_The request_
Reproduce word for word the rows between the line containing "Target: tnt logo" and the line containing "0,0 -> 640,151", inclusive, leaving out any pictures.

Source data:
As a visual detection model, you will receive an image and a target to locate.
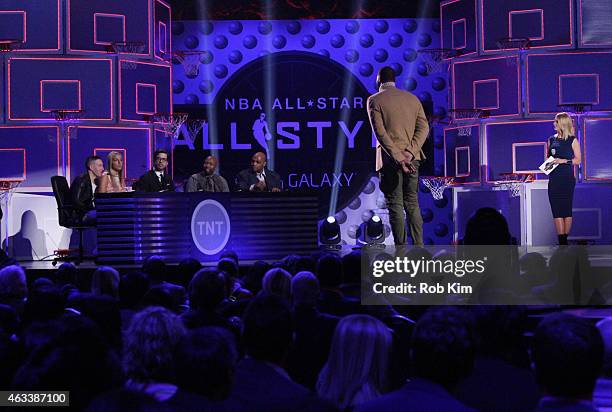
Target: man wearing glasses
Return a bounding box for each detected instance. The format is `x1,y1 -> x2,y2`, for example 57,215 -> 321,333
134,149 -> 174,192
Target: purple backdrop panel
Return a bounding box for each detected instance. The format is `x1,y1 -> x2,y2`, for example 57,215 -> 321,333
444,125 -> 480,184
529,185 -> 612,246
8,58 -> 114,120
440,0 -> 477,56
150,129 -> 174,176
455,190 -> 521,245
0,0 -> 60,53
452,56 -> 520,119
153,0 -> 172,59
119,60 -> 172,121
480,0 -> 574,52
67,126 -> 152,183
0,126 -> 61,187
582,118 -> 612,180
526,52 -> 612,114
578,0 -> 612,47
67,0 -> 151,56
485,120 -> 554,182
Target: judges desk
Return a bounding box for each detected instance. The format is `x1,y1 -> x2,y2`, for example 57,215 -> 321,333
96,192 -> 318,264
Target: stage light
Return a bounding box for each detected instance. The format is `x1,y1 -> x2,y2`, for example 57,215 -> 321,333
319,216 -> 342,247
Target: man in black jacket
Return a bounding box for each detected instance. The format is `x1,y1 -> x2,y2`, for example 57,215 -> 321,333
236,152 -> 282,192
134,149 -> 174,192
70,156 -> 104,225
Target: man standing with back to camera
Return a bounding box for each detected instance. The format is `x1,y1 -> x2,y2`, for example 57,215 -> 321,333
368,66 -> 429,246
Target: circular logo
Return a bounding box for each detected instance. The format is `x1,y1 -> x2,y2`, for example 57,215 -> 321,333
191,199 -> 231,255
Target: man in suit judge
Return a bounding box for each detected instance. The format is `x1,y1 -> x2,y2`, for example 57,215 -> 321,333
368,66 -> 429,246
70,156 -> 104,225
185,156 -> 229,192
236,152 -> 282,192
134,149 -> 174,192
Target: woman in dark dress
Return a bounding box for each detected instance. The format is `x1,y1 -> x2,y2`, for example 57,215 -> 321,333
548,113 -> 581,245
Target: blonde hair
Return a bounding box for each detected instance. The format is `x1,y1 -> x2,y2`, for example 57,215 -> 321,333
106,150 -> 125,185
555,112 -> 576,140
317,315 -> 391,410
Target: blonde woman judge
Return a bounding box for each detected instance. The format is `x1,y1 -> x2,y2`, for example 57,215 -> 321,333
548,113 -> 581,245
97,150 -> 125,193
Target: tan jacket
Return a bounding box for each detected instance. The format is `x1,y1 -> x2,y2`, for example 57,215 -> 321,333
368,85 -> 429,171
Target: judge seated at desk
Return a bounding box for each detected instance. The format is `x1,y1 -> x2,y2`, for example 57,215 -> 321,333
236,152 -> 282,192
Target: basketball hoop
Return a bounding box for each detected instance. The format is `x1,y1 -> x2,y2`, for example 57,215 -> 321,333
493,172 -> 535,197
449,109 -> 489,136
148,113 -> 188,139
421,176 -> 455,200
51,110 -> 84,123
418,49 -> 460,74
173,50 -> 205,77
106,41 -> 146,70
185,119 -> 206,139
0,39 -> 23,53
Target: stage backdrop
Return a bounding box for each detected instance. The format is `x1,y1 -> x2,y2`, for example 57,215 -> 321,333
172,19 -> 452,244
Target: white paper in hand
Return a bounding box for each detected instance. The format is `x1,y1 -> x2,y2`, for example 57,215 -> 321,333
539,156 -> 559,175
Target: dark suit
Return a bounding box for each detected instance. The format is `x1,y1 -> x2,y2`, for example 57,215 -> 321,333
236,168 -> 282,192
355,379 -> 473,412
134,170 -> 174,192
70,172 -> 94,217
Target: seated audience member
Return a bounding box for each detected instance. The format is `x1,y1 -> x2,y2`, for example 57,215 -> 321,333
142,255 -> 187,308
134,149 -> 174,192
70,156 -> 104,225
287,272 -> 340,390
593,317 -> 612,411
231,294 -> 328,412
176,327 -> 239,402
456,305 -> 540,412
355,307 -> 475,412
123,307 -> 186,404
316,254 -> 363,316
317,315 -> 392,410
11,315 -> 122,411
91,266 -> 119,299
531,313 -> 604,412
185,156 -> 229,192
182,268 -> 236,332
96,150 -> 126,193
236,152 -> 282,192
0,265 -> 28,314
262,268 -> 291,302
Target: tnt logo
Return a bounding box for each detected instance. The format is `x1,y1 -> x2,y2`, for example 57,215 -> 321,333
191,199 -> 231,255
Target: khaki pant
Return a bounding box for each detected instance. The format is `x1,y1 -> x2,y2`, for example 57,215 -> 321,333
380,160 -> 423,246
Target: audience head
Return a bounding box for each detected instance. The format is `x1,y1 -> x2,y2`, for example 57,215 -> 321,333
153,149 -> 168,172
317,315 -> 392,410
317,254 -> 342,289
85,156 -> 104,177
531,313 -> 604,399
251,152 -> 267,173
53,262 -> 77,287
262,268 -> 291,302
189,268 -> 227,310
376,66 -> 395,87
91,266 -> 119,299
410,307 -> 475,390
0,265 -> 28,310
291,271 -> 321,307
242,293 -> 293,365
176,327 -> 238,401
463,207 -> 512,245
142,255 -> 166,282
202,156 -> 217,176
123,307 -> 185,383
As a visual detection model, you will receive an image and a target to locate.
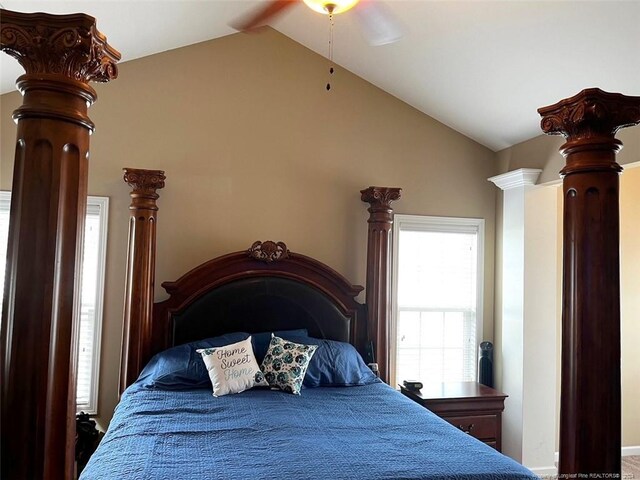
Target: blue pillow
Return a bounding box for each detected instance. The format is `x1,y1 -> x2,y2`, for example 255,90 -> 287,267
251,328 -> 309,364
136,332 -> 249,390
136,328 -> 307,390
288,337 -> 381,387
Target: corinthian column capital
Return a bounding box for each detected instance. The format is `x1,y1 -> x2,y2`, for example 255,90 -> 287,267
0,10 -> 120,83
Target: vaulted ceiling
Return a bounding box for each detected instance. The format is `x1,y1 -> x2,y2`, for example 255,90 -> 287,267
0,0 -> 640,151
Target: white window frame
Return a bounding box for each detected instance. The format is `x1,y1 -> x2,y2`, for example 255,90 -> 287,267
389,213 -> 485,385
0,190 -> 109,415
76,195 -> 109,415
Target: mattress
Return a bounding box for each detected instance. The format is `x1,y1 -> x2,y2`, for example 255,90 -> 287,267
80,383 -> 537,480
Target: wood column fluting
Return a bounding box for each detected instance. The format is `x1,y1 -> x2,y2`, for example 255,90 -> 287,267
538,88 -> 640,478
0,10 -> 120,480
120,168 -> 166,393
360,187 -> 401,383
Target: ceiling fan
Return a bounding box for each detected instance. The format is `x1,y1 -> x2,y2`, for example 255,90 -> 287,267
231,0 -> 402,46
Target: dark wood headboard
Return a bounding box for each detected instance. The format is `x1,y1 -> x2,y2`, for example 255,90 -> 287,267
150,241 -> 366,354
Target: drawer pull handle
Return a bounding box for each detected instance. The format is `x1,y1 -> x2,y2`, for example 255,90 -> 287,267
458,423 -> 474,434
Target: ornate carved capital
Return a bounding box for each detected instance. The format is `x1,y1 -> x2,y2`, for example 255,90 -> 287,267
538,88 -> 640,142
0,10 -> 120,83
122,168 -> 167,193
360,187 -> 402,225
360,187 -> 402,209
247,240 -> 289,263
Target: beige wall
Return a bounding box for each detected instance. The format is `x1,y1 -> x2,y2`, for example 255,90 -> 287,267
0,30 -> 497,426
620,165 -> 640,446
495,132 -> 640,448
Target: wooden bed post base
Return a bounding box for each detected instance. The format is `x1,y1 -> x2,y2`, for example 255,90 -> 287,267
360,187 -> 401,383
120,168 -> 166,393
0,10 -> 120,480
538,88 -> 640,478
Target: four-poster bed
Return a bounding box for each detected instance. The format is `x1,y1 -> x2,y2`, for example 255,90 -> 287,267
0,6 -> 640,478
0,10 -> 120,480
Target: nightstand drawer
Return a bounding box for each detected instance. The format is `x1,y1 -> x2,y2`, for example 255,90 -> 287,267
443,415 -> 498,440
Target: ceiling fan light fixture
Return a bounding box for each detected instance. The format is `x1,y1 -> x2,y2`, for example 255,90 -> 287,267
304,0 -> 360,15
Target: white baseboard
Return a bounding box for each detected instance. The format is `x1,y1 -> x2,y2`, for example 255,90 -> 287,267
552,445 -> 640,464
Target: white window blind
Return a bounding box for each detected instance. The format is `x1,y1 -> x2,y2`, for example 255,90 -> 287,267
0,192 -> 109,414
391,215 -> 484,383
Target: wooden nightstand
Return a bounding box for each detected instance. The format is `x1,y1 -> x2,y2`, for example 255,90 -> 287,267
400,382 -> 508,452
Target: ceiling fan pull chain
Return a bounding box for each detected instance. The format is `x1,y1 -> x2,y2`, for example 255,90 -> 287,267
327,13 -> 334,91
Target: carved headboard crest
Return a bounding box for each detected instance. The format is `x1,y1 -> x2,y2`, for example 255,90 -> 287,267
247,240 -> 289,263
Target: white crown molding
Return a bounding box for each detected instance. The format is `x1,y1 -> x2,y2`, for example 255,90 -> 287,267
488,168 -> 542,190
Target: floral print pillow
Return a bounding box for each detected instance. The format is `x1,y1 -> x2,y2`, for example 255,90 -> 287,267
196,337 -> 269,397
260,334 -> 318,395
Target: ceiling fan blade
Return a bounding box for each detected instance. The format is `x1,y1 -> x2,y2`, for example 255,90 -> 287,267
229,0 -> 299,32
354,0 -> 404,46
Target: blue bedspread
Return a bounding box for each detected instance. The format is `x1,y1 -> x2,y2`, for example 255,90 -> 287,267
81,383 -> 537,480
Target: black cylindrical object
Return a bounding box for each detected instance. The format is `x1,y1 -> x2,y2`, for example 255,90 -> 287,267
478,342 -> 493,388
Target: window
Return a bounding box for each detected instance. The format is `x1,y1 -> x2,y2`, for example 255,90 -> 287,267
391,215 -> 484,385
0,192 -> 109,414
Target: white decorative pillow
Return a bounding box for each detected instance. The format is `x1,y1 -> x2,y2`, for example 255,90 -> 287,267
260,334 -> 318,395
196,337 -> 269,397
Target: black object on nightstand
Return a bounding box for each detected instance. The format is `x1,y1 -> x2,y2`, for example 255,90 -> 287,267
399,382 -> 508,452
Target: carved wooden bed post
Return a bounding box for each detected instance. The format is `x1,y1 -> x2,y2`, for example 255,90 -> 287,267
360,187 -> 401,383
0,10 -> 120,479
538,88 -> 640,476
120,168 -> 166,393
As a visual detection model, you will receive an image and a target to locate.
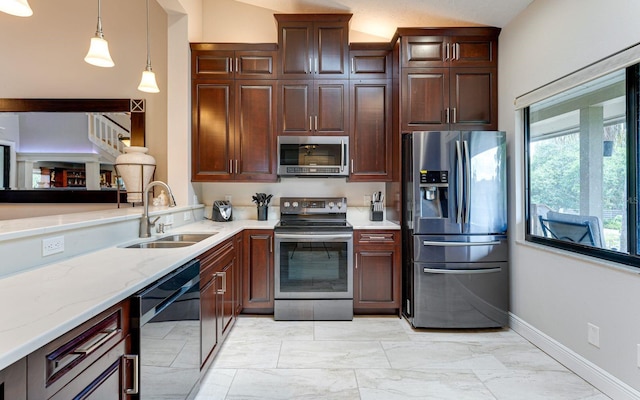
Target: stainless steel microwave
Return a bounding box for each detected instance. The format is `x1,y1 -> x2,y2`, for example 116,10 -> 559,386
278,136 -> 349,177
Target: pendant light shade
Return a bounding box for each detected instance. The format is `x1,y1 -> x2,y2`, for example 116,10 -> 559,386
138,0 -> 160,93
0,0 -> 33,17
84,0 -> 115,67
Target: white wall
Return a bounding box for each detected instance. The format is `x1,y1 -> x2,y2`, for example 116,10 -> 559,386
0,0 -> 167,218
499,0 -> 640,394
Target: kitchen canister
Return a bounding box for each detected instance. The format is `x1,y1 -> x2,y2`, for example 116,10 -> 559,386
115,146 -> 156,203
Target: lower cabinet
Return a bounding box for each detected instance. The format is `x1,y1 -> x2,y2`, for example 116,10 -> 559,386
353,230 -> 402,315
198,238 -> 239,369
0,358 -> 27,400
242,229 -> 274,314
27,300 -> 136,400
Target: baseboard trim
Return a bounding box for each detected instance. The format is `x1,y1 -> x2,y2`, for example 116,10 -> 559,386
509,313 -> 640,400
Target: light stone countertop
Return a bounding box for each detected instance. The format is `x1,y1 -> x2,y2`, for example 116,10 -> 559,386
0,209 -> 399,370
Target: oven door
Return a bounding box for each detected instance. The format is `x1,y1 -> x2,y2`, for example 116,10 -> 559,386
275,232 -> 353,300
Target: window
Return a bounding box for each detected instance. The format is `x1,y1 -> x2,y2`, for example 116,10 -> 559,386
525,66 -> 640,267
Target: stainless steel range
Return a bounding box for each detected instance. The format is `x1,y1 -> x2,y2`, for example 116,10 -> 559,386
274,197 -> 353,320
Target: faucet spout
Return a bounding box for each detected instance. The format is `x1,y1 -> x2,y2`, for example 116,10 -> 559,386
140,181 -> 176,238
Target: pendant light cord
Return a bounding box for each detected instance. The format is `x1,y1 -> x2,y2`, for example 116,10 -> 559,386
147,0 -> 151,71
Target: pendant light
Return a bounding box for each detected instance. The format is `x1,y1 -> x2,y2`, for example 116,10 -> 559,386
0,0 -> 33,17
138,0 -> 160,93
84,0 -> 115,67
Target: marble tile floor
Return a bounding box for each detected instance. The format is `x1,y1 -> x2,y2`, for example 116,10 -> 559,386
196,316 -> 608,400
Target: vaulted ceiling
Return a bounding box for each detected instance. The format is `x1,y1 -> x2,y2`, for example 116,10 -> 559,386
235,0 -> 533,39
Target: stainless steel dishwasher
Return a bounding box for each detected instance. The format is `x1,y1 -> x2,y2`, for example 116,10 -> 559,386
131,260 -> 200,400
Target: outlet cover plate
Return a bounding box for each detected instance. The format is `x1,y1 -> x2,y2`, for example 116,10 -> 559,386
42,236 -> 64,257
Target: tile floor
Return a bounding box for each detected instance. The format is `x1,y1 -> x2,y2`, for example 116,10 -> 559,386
196,316 -> 608,400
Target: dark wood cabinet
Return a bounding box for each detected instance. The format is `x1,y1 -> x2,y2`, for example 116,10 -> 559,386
198,238 -> 239,369
192,79 -> 277,182
274,14 -> 351,79
242,229 -> 274,314
278,80 -> 349,136
398,27 -> 500,131
27,300 -> 137,399
191,43 -> 277,182
353,230 -> 402,315
191,43 -> 278,79
349,43 -> 391,79
402,68 -> 498,131
0,358 -> 27,400
349,80 -> 394,182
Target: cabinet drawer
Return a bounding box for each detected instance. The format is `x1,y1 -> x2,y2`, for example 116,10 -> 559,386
27,301 -> 129,399
355,230 -> 400,244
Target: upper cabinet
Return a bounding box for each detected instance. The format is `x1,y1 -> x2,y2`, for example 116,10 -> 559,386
191,43 -> 278,79
275,14 -> 351,79
397,27 -> 500,131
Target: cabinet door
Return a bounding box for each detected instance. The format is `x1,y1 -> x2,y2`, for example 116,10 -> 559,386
200,275 -> 222,367
401,68 -> 450,131
313,80 -> 349,135
234,80 -> 278,182
349,80 -> 394,182
191,80 -> 235,182
450,36 -> 498,67
278,80 -> 313,135
191,50 -> 235,79
235,51 -> 278,79
312,21 -> 349,79
242,229 -> 273,314
0,358 -> 27,400
278,21 -> 315,79
401,36 -> 444,68
349,50 -> 391,79
353,230 -> 401,313
450,68 -> 498,130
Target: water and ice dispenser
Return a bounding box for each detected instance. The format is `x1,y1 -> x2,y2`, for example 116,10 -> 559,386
420,170 -> 449,218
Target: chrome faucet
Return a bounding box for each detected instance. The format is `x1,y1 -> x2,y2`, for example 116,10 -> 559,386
140,181 -> 176,238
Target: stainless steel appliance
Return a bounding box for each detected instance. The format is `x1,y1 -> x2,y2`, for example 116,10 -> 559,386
402,131 -> 509,328
211,200 -> 233,222
131,260 -> 200,400
274,197 -> 353,320
278,136 -> 349,177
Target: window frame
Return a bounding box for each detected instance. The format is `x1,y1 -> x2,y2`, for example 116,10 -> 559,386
522,64 -> 640,268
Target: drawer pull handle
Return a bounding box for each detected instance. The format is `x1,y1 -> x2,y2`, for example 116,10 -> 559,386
123,354 -> 140,394
74,328 -> 120,355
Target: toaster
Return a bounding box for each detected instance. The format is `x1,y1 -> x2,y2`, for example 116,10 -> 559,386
211,200 -> 233,222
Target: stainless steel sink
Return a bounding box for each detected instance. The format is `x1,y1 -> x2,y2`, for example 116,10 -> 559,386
124,232 -> 218,249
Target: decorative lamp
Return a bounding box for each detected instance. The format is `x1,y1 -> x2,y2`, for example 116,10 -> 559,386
138,0 -> 160,93
84,0 -> 115,67
0,0 -> 33,17
115,146 -> 156,204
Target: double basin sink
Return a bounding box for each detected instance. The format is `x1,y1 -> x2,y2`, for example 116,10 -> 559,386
123,232 -> 218,249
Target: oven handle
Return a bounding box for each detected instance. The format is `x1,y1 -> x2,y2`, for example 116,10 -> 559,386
275,233 -> 353,242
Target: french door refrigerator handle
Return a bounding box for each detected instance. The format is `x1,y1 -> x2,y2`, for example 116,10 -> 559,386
462,140 -> 471,224
456,140 -> 464,224
422,240 -> 500,247
422,267 -> 502,275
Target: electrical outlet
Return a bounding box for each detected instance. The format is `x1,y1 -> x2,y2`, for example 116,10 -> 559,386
587,323 -> 600,348
42,236 -> 64,257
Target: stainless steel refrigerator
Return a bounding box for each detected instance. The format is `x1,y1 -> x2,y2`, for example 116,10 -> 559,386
402,131 -> 509,328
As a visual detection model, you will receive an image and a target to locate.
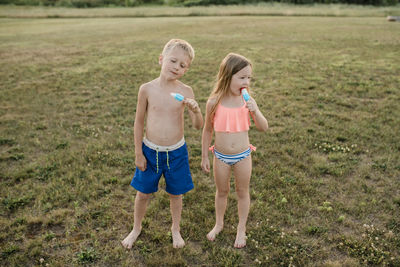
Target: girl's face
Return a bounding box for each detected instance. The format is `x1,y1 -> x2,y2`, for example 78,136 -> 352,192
230,65 -> 253,95
159,47 -> 190,80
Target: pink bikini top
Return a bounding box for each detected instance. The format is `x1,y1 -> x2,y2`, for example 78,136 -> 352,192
214,100 -> 250,133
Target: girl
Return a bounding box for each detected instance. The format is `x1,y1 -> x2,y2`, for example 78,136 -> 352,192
201,53 -> 268,248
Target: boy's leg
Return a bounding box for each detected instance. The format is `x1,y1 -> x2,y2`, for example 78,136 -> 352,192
233,156 -> 252,248
122,191 -> 151,249
207,157 -> 231,241
169,194 -> 185,248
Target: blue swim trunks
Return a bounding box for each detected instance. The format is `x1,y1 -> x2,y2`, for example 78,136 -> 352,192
131,139 -> 194,195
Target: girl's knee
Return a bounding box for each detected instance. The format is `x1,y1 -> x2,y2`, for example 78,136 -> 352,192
236,188 -> 250,198
217,188 -> 229,197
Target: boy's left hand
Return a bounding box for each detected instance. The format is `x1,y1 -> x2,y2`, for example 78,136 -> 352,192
246,97 -> 258,112
183,98 -> 200,113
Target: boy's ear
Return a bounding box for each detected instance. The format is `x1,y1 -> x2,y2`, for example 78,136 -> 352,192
158,54 -> 163,65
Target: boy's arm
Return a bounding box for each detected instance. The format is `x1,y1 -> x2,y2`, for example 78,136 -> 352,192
133,85 -> 147,171
201,100 -> 215,173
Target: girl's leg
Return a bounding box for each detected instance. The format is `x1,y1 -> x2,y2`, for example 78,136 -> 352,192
207,157 -> 231,241
169,194 -> 185,248
233,155 -> 252,248
121,191 -> 151,249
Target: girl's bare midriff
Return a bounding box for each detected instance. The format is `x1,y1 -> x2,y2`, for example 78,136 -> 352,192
215,131 -> 250,155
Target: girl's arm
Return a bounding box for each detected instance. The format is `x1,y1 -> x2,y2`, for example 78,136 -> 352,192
183,98 -> 203,130
183,86 -> 203,130
133,85 -> 147,171
201,99 -> 215,173
247,97 -> 268,132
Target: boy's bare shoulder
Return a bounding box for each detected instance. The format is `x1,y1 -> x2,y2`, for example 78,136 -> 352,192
139,79 -> 156,91
207,97 -> 217,106
178,81 -> 194,97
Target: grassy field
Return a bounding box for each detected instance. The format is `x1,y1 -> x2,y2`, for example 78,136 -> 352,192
0,7 -> 400,266
0,3 -> 400,18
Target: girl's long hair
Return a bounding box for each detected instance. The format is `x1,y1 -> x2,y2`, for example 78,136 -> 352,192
210,53 -> 252,118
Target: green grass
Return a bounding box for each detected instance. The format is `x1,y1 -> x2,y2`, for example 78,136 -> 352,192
0,3 -> 400,18
0,9 -> 400,266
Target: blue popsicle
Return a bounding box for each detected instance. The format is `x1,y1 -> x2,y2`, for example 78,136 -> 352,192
242,88 -> 250,102
171,93 -> 185,101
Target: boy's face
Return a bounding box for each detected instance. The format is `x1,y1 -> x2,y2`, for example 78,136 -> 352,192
159,47 -> 191,80
230,65 -> 253,95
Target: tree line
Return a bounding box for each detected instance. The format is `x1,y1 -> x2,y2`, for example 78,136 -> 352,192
0,0 -> 400,8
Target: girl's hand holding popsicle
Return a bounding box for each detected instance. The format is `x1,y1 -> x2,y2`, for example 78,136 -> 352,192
241,88 -> 258,112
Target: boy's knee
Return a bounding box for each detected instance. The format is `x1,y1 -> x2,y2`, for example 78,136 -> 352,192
169,194 -> 182,199
136,192 -> 151,200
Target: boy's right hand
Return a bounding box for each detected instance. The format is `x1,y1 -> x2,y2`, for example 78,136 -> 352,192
201,158 -> 210,173
135,154 -> 147,172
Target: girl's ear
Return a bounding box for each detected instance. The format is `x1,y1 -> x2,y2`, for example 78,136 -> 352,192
158,54 -> 163,65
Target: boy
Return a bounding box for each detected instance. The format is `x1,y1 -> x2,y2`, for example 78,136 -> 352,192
122,39 -> 203,249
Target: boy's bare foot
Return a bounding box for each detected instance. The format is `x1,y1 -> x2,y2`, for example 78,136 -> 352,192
207,225 -> 224,241
121,228 -> 142,249
171,229 -> 185,248
234,230 -> 247,248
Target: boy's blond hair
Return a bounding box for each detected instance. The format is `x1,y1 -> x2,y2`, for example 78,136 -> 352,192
162,39 -> 194,62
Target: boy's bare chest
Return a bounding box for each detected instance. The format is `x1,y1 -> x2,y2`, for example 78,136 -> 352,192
148,97 -> 183,115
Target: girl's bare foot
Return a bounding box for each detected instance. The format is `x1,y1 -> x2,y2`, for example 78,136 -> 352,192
171,230 -> 185,248
121,228 -> 142,249
234,230 -> 247,248
207,225 -> 224,241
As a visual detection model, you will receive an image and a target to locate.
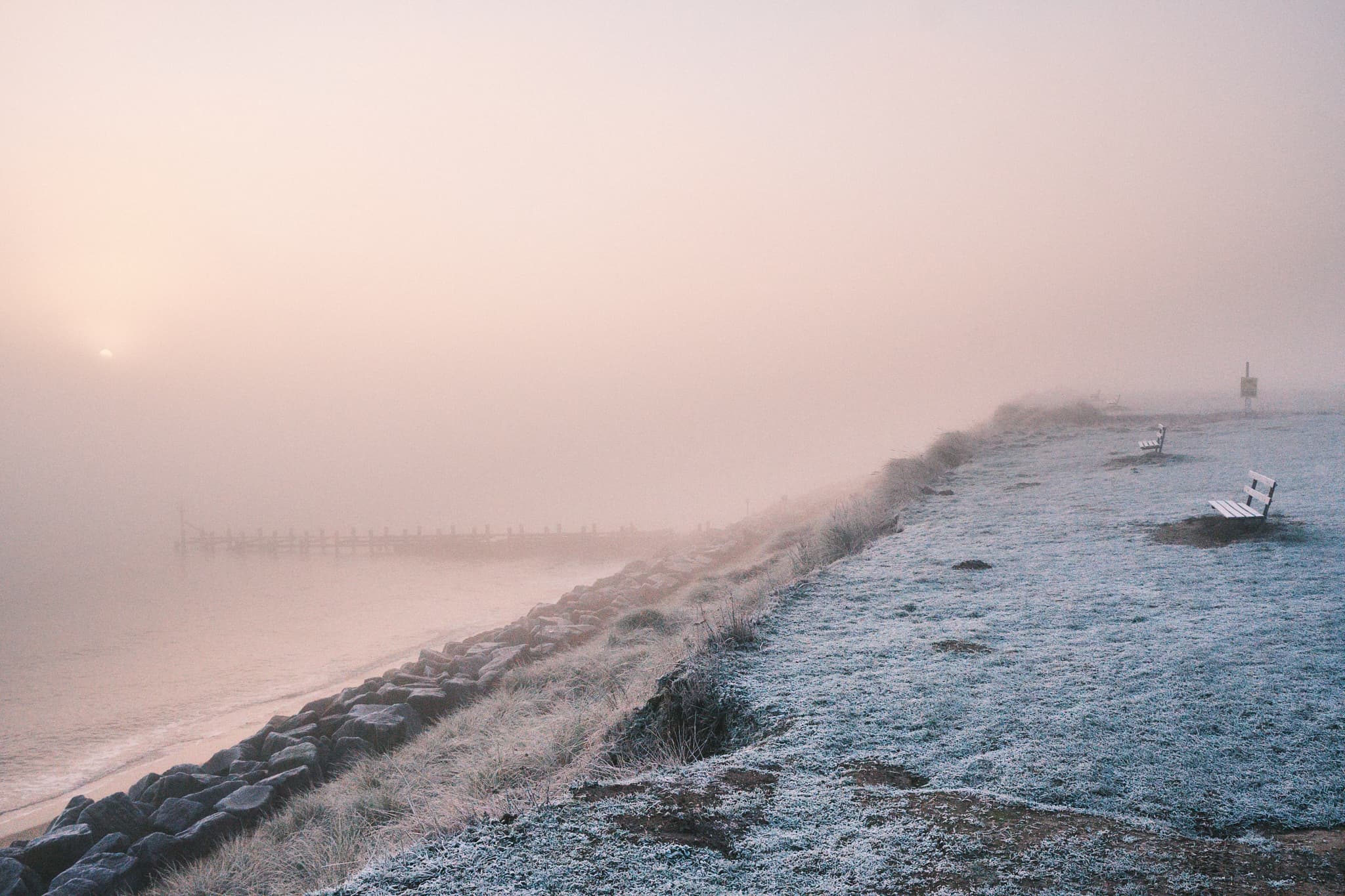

_Answer to this task_
Target: tnt logo
Return a bounding box for each detected instance. The format is `x1,y1 -> x2,y2`, for example 57,215 -> 321,333
191,199 -> 231,255
Target: khaki pant
Return a bounding box for each detected instance. The format is `x1,y1 -> x2,y2`, for example 57,215 -> 321,333
380,160 -> 423,246
Target: audience head
Return a bounding box for each detected instance. The format is `x1,y1 -> x2,y2`, for example 57,215 -> 321,333
153,149 -> 168,172
317,315 -> 392,410
317,254 -> 342,289
85,156 -> 104,177
531,313 -> 604,399
251,152 -> 267,173
53,262 -> 77,287
262,268 -> 291,302
189,268 -> 227,310
376,66 -> 395,87
91,266 -> 119,299
410,307 -> 475,390
0,265 -> 28,310
291,271 -> 321,307
242,293 -> 293,365
176,327 -> 238,401
463,207 -> 512,245
142,255 -> 166,282
202,156 -> 217,176
123,307 -> 185,383
As a visual detection model, you will receive an image and a target to locate.
Target: blue pillow
Return a bounding box for each detected instance. The format is `x1,y1 -> x2,y2`, for example 255,90 -> 287,267
251,328 -> 309,364
136,332 -> 249,390
136,328 -> 307,390
288,337 -> 381,387
Target: corinthian column capital
Return a bounding box for each detected instance. The format is `x1,y1 -> x2,y2`, for example 255,90 -> 287,267
0,10 -> 120,83
Target: vaulted ceiling
Return a bounding box for each detected instance. The format is `x1,y1 -> x2,y2`, for example 255,90 -> 287,267
0,0 -> 640,151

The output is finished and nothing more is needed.